▸ **Stated task**
Express the entries between the lines containing "Spot the lake" and "x=819, y=390", inclusive, as a two-column CSV headed text and answer, one row per entry. Put each entry's text and its answer in one quoted field each, and replace line breaks with spaces.

▸ **Given data**
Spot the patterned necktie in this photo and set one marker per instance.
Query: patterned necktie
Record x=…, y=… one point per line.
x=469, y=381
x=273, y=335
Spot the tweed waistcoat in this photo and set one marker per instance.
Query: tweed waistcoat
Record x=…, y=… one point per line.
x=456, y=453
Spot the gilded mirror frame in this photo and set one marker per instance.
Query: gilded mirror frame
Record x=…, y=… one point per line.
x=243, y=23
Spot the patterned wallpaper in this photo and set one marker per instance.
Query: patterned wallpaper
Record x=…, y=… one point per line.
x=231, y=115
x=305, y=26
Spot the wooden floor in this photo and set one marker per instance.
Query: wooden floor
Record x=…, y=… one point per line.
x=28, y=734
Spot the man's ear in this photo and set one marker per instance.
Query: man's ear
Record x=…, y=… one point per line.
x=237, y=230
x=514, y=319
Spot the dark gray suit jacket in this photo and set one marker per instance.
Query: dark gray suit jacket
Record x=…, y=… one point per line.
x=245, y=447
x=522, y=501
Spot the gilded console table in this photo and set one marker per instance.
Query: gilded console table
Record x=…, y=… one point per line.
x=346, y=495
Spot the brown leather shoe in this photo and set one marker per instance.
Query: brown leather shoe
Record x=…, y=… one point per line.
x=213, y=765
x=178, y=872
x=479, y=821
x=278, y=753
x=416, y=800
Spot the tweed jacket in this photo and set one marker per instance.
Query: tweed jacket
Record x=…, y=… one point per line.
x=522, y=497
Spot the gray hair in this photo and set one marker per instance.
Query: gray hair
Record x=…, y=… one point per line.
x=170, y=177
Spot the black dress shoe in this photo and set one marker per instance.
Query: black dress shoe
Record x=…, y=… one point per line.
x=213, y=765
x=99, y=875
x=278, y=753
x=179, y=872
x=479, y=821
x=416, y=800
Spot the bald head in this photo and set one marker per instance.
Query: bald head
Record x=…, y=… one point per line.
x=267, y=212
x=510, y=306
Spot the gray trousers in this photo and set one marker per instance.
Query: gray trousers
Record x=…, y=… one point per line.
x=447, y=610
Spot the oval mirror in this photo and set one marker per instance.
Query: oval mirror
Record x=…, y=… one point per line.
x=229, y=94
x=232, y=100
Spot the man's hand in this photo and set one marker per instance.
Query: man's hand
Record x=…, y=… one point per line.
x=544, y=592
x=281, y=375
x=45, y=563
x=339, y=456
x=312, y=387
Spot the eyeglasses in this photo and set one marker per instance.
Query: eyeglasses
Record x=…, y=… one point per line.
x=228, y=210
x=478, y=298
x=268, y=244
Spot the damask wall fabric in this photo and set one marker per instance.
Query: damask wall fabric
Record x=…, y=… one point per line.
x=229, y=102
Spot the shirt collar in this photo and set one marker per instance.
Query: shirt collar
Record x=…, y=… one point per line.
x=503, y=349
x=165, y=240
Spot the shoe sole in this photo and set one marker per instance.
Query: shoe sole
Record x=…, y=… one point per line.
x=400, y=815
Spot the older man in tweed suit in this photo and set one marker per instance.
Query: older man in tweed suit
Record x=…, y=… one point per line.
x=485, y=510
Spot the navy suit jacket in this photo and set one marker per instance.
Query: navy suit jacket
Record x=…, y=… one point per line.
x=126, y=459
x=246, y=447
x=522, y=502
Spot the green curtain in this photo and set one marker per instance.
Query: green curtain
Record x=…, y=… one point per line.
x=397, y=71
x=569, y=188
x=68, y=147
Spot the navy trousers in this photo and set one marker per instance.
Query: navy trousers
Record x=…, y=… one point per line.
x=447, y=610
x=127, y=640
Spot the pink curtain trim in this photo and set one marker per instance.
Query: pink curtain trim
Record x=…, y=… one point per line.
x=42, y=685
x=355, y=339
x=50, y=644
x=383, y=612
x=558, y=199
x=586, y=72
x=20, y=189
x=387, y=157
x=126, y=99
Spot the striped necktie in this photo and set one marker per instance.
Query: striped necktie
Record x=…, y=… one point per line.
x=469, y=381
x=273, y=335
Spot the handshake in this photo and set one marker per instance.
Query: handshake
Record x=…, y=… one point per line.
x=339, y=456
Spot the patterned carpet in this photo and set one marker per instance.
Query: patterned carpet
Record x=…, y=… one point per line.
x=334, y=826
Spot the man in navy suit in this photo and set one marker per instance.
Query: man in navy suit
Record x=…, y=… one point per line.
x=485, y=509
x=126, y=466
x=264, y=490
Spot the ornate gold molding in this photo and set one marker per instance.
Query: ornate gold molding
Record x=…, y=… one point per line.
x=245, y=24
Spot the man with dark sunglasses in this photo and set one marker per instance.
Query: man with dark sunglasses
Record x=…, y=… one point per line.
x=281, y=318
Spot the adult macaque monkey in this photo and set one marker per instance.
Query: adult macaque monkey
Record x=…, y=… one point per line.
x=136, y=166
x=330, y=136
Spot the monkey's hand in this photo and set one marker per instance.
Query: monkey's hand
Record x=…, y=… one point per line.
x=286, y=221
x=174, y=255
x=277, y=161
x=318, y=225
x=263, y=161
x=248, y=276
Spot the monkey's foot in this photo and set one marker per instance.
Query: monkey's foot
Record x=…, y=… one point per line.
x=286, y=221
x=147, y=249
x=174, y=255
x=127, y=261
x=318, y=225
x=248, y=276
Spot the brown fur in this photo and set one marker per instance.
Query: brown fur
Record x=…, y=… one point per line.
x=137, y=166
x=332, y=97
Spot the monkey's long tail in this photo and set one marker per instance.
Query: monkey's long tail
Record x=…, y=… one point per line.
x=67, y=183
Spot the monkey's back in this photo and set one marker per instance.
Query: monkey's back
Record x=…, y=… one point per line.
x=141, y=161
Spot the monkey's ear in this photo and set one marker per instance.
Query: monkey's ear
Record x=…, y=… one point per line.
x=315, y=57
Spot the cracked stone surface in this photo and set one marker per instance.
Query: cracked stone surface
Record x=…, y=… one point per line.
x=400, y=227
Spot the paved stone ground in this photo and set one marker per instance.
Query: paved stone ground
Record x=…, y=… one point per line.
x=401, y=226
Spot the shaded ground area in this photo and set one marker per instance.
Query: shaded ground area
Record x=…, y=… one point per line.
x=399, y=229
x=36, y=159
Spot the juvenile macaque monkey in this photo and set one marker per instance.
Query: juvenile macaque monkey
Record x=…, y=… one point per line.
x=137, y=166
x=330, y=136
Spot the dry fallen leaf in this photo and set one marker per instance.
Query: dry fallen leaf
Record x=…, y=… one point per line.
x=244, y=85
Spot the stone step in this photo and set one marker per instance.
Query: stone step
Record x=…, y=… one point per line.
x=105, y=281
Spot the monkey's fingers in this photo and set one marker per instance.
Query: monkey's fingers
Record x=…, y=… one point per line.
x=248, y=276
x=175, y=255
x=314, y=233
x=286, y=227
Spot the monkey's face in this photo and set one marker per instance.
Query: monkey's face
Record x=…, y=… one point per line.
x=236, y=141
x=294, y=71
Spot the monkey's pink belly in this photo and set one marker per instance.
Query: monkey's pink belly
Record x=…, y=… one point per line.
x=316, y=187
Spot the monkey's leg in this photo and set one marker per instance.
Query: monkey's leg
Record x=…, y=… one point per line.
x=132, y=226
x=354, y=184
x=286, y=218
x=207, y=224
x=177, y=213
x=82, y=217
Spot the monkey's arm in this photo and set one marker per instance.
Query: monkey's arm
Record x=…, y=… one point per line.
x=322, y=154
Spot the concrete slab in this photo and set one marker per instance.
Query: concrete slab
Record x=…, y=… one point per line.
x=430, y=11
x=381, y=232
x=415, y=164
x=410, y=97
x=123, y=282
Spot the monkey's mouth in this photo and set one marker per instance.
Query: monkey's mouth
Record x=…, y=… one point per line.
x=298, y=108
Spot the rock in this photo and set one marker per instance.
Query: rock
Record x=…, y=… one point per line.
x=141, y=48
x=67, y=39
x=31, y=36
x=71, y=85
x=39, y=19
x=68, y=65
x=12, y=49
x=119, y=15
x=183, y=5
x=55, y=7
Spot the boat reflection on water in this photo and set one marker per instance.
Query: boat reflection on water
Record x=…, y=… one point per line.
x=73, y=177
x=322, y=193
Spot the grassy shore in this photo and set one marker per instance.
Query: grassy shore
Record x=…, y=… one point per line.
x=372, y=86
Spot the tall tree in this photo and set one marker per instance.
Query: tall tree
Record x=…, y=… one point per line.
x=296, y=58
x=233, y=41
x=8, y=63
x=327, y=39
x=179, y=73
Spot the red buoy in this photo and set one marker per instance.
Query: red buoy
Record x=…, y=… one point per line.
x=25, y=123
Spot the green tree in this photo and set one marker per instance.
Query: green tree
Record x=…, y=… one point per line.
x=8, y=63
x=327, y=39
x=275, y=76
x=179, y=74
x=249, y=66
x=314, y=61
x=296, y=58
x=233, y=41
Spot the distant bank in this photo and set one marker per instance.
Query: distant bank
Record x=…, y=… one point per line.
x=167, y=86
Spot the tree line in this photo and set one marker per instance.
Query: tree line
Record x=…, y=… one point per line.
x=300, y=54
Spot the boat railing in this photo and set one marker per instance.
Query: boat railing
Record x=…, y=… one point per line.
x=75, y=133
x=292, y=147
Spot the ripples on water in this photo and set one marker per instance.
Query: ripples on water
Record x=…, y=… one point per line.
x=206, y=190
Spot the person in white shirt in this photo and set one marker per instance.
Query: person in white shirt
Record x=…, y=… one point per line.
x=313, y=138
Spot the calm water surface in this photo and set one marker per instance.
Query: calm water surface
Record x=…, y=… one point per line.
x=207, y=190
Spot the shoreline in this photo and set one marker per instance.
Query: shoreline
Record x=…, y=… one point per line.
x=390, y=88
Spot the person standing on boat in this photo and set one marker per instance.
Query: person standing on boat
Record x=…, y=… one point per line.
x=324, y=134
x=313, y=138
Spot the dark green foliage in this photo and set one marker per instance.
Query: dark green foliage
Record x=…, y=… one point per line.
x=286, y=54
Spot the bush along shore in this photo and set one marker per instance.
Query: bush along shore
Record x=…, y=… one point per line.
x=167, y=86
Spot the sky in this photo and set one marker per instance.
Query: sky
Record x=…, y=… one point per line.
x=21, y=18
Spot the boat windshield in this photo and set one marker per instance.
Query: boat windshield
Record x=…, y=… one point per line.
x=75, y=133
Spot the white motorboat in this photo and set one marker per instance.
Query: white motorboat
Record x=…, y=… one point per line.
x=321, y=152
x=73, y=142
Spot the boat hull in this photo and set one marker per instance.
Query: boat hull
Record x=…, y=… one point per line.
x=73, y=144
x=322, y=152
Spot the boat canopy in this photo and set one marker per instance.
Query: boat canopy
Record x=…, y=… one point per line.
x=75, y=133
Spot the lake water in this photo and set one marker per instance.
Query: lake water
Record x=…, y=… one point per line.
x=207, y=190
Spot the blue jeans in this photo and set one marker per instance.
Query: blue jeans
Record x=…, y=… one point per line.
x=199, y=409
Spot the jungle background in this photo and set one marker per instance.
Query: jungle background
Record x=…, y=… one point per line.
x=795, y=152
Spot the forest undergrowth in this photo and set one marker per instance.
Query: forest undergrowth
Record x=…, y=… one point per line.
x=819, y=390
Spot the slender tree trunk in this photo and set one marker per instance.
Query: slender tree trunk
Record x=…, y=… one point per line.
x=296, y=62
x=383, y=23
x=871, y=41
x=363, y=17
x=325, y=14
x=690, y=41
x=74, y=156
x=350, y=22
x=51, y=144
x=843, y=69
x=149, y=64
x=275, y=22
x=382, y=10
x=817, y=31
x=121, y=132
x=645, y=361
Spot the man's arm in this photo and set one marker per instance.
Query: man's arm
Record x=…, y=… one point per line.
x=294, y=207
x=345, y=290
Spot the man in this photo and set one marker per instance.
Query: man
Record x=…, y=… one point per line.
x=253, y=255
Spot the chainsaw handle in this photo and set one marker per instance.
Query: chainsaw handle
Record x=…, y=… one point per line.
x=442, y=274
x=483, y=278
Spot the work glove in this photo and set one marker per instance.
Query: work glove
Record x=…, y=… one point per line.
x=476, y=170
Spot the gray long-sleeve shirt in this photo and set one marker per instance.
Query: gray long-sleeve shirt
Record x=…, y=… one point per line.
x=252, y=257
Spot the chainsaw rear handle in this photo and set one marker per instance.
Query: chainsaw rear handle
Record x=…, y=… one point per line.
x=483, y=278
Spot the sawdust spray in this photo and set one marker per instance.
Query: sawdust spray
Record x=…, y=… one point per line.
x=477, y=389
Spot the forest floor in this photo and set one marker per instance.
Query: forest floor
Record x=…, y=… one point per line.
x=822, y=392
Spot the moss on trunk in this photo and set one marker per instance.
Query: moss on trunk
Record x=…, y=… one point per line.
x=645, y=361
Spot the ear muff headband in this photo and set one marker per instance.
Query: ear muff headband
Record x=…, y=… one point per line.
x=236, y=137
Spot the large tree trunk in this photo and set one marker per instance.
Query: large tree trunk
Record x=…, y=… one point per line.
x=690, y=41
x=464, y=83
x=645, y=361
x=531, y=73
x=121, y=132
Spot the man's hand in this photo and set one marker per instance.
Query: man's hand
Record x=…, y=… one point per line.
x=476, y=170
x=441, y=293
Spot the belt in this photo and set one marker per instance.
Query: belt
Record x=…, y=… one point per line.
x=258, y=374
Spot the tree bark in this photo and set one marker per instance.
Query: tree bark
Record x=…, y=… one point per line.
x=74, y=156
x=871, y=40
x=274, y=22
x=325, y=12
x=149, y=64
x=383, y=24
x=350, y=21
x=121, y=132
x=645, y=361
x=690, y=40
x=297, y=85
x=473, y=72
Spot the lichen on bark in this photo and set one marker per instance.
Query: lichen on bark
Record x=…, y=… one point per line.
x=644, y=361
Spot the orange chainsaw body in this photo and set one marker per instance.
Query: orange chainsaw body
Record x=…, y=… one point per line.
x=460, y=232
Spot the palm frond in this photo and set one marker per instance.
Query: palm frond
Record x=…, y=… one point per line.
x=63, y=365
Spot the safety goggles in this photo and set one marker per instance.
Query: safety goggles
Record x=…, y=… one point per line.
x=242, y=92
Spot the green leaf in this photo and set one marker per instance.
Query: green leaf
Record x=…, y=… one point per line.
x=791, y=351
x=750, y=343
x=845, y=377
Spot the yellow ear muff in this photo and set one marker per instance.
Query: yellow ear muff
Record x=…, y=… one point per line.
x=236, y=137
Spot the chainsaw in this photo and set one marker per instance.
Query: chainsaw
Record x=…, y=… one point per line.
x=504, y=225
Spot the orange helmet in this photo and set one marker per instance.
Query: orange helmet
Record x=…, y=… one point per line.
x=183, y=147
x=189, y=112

▸ **Task solution**
text,answer
"Spot the lake water in this photo and set one marker per instance. Query: lake water Record x=…, y=… one point per line.","x=207, y=190"
"Spot the blue jeans in this photo and set one marker per instance. Query: blue jeans Record x=…, y=… one point per line.","x=199, y=409"
"Spot the jungle background in this photo and set one marker per instance. Query: jungle background Record x=…, y=… one point per line.","x=795, y=152"
"Spot the forest undergrowth in this photo and set one marker per instance. Query: forest undergrowth Record x=…, y=… one point per line.","x=819, y=390"